[QUOTED TEXT]
^^^^^^^^^^^^^^^^

Automating the Air

How will self-driving cars affect us? Automation has been in the cockpit of airplanes for decades, how has it worked out for the pilots who fly them?

I was discussing self-driving cars with my friend Matt, who is a pilot for a major US airline. You have definitely heard of it, and there is a very good chance that you’ve flown it. Matt pointed out that planes have had automation for decades: the trusty autopilot feature that gives Tesla’s AutoPilot its name. I realized that the issues that drivers are struggling with now — such as how much to trust the automated system — are ones that must have been encountered by commercial pilots for some time.

To explore this, I set up an interview with Matt about automation in the cockpit. Here’s the transcript:

Loren: Okay. You’re a commercial pilot, Matt, for a -

Matt: A major U.S. airline.

Loren: When someone says, “Which one?” I say, “A major one.”

Matt: Yeah. Major. There’s only three, so … Three and a half if you count Southwest. A major U.S. airline. You know my background. 16 years at a regional carrier, now with a major carrier, so I have some perspective about automation and the way we divide tasks in the cockpit between doing it manually or letting automation do it, and then checking and confirming, monitoring systems, overriding systems when they’re not doing what we want them to do, or not. Letting them do what they’re designed to do and just hoping we have them set up correctly. It’s about managing the systems.

Loren: What has changed in 16 years? How are things different now than when you started?

Matt: I don’t know that they are. When I first got hired I flew a turboprop propeller airplane down in the Caribbean, then I transitioned off that to a jet, and I flew that for 15 years. It’s not like I was bouncing around from airplane to airplane, encountering a bunch of different designs. I was flying the same airplane for 15 years.

I’m now on a new airplane by the same manufacturer, so it is an updated design from the one I was flying for 15 years. I can talk a little bit about some of the different philosophies or maybe some of the lessons learned by the designer.

Loren: What sort of stuff gets automated on an airplane?

Matt: There’s this idea of that “autopilot” means we just push a button and it flies itself. That’s not accurate.

There’s two ways to fly the airplane. You have the yoke, which is the steering wheel, and the throttles, which control the power. It’s equivalent to the gas pedal in a car, and you can fly the airplane that way, and that works fine. Your partner will set courses and altitudes and headings and you will fly to those parameters.

Loren: They’re like a navigator, basically.

Matt: Yeah, basically. Tell them, “Hey, I want to fly a heading 3, 3–20 heading.” He sets the little heading bug it’s a little pointer and you turn the airplane to fly to 3–20. That works fine. Or you can autopilot on, and then if you set the heading bug the autopilot will just manipulate the control services of the airplane in order to turn the airplane to that heading, or that altitude, or whatever. There’s varying levels of automation.

^^^^^^^^^^^^^^^^

Rows of box annotation data
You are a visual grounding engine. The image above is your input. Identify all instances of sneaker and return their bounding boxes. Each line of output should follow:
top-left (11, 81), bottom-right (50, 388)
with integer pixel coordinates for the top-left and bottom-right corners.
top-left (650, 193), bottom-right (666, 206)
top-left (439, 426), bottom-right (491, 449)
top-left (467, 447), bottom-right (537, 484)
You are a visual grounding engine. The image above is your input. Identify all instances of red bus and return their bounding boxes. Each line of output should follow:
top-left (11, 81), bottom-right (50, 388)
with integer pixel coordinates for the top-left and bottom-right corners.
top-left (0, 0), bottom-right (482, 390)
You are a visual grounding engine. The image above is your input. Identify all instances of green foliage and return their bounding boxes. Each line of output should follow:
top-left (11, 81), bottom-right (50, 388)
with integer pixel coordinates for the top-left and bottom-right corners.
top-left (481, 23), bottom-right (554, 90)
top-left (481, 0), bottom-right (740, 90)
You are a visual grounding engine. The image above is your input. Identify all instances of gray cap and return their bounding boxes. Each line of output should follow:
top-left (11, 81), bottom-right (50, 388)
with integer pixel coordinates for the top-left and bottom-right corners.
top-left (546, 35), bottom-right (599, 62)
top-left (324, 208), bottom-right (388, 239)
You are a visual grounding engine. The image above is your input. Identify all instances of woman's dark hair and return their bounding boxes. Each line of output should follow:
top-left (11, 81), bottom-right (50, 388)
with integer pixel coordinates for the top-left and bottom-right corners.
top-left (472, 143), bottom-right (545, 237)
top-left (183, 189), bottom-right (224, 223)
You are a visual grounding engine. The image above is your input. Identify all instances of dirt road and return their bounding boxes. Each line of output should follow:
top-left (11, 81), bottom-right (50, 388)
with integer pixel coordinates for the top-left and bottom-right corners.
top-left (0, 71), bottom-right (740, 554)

^^^^^^^^^^^^^^^^

[DIRECTIONS FOR THIS TASK] Retype the passage from the cockpit automation article starting at "Loren: What has" and ending at "airplane for 15 years.".

[WRITTEN SOLUTION]
Loren: What has changed in 16 years? How are things different now than when you started?

Matt: I don’t know that they are. When I first got hired I flew a turboprop propeller airplane down in the Caribbean, then I transitioned off that to a jet, and I flew that for 15 years. It’s not like I was bouncing around from airplane to airplane, encountering a bunch of different designs. I was flying the same airplane for 15 years.